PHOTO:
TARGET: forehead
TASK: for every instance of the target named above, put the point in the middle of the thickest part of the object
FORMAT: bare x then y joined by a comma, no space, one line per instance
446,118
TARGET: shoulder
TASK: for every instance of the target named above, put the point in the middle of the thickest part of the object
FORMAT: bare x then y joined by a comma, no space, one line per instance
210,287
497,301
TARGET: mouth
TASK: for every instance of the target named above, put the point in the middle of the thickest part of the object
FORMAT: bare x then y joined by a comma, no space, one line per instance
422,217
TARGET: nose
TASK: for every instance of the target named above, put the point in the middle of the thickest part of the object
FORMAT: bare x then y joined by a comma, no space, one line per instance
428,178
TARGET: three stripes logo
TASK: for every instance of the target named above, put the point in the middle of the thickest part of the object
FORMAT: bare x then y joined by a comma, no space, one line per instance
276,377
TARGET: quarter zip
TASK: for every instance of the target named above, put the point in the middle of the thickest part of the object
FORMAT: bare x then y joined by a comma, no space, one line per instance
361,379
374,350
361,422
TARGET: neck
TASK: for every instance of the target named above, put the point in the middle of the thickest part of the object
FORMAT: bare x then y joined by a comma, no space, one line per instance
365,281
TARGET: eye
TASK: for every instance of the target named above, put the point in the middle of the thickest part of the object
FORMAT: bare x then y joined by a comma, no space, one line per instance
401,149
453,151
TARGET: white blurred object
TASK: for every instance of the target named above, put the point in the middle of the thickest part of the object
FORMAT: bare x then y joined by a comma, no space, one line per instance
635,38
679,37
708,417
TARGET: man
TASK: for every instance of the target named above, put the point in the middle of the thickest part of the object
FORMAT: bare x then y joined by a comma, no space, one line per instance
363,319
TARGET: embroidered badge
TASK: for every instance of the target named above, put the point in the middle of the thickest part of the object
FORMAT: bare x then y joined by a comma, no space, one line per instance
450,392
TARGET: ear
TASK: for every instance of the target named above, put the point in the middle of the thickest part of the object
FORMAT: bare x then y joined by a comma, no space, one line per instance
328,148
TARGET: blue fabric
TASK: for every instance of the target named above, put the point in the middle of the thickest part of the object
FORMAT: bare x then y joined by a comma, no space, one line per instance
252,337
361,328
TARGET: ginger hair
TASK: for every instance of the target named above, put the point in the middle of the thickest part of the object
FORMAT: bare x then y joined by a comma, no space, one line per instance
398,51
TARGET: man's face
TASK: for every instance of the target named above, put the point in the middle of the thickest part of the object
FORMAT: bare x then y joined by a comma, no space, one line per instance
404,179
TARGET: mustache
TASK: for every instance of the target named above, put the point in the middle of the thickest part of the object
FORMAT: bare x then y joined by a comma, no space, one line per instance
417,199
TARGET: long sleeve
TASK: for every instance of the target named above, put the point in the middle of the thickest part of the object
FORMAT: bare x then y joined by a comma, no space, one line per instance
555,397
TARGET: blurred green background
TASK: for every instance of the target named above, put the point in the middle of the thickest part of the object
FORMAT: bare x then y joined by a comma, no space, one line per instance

• • • •

Required work:
Output all of the data without altering a single line.

Answer to the problem:
PHOTO:
TARGET: forehead
TASK: for every instance of the target named above, put the point in the middle of the thickest part of the object
FORMAT: bare x then y joined by a comma, no space, one line per instance
446,118
TARGET: shoulder
TASK: for every instance of the target named above, put the point in the middle of the thickest part of the object
FORMAT: bare x then y joined by a comma, no space, one line per instance
210,287
497,301
TARGET: mouth
TASK: for every instance of the target named above, put the point in the middle of the thickest part of the object
FORMAT: bare x then y joined by a comma, no space, one line per instance
422,217
TARGET: nose
TASK: for every instance of the target named above, put the point in the middle of the thickest part of the object
FORMAT: bare x then y joined by a comma, no space, one line per instance
428,178
TARGET: three stripes logo
TASK: for every instance of the target named above, put the point in the middle of the thickest part of the object
FORMAT: bare x then y joined by a comma, no space, one line per instance
276,377
TARGET: quarter zip
TASK: for every instance of the target named above, put the point in the middle of the thickest part of the object
FORMAT: bare x then y joined by a comma, no space, one line per instance
361,379
374,350
361,422
TARGET: neck
TASK: for every instance of the target named above, put the point in the middle of the thickest part of the object
FORMAT: bare x then y joined by a comma, no space, one line per instance
365,281
TARGET: eye
TASK: for every instance of the target named above, put the point in the middle of the thickest part of the object
FORMAT: bare x then y joined by a comma, no space, one line per instance
401,149
453,151
TARGET: white blurred object
TASK: for every instance of the target named above, put the point in the middle of the thickest part of the object
FORMAT: bare x then y joined by a comma, no space, one line per instance
635,38
679,37
708,417
TARGET: man
TASK: for every instance of the target named above, put the point in the middle of the thickest part of the object
FORMAT: bare x then y joined by a comma, no space, one line per instance
363,319
TARGET: embroidered badge
TASK: for every instance of the target named above, put the point in the middle of the thickest part of the object
FORMAT: bare x then y joined by a comma, no space, one line per instance
450,392
TARGET: ear
TASK: for every instance of the target named above, put the point in the middle of the thickest part of the object
FORMAT: bare x then y joined by a comma, no space, one line per instance
328,148
TARGET: blue fabric
TASK: for every instance of the target named above, put the point in the middle of the thickest part of the object
FORMAT: bare x then y joined by a comma, no space, one line per instance
252,337
361,328
TARGET: ginger hair
TASK: for every instance of the target named above, put the point in the middle of the thickest part of the object
FORMAT: bare x then y joined by a comma, no space, one line per instance
398,51
TARGET: man's face
TASK: for every instance of the target named above, put the point in the middle of the thickest part of the object
FORMAT: bare x then y joined by a comma, no space, one line per instance
404,179
TARGET: mustache
TASK: for every instance of the target named above, put the point in the middle of the thickest part of the object
FORMAT: bare x then y joined by a comma, no space, one line per instance
417,199
TARGET: long sleeve
TASK: for every instance of the target named above, put the point in the middle of the thickest part of the object
FORMAT: bare x then y joined by a comma, no space, one line per instance
555,397
TARGET: blurred green background
TASK: for every instance of the target named above, put the point in the middle of the thickest part of the object
FORMAT: bare x then y joined by a comma, no space, one line per instance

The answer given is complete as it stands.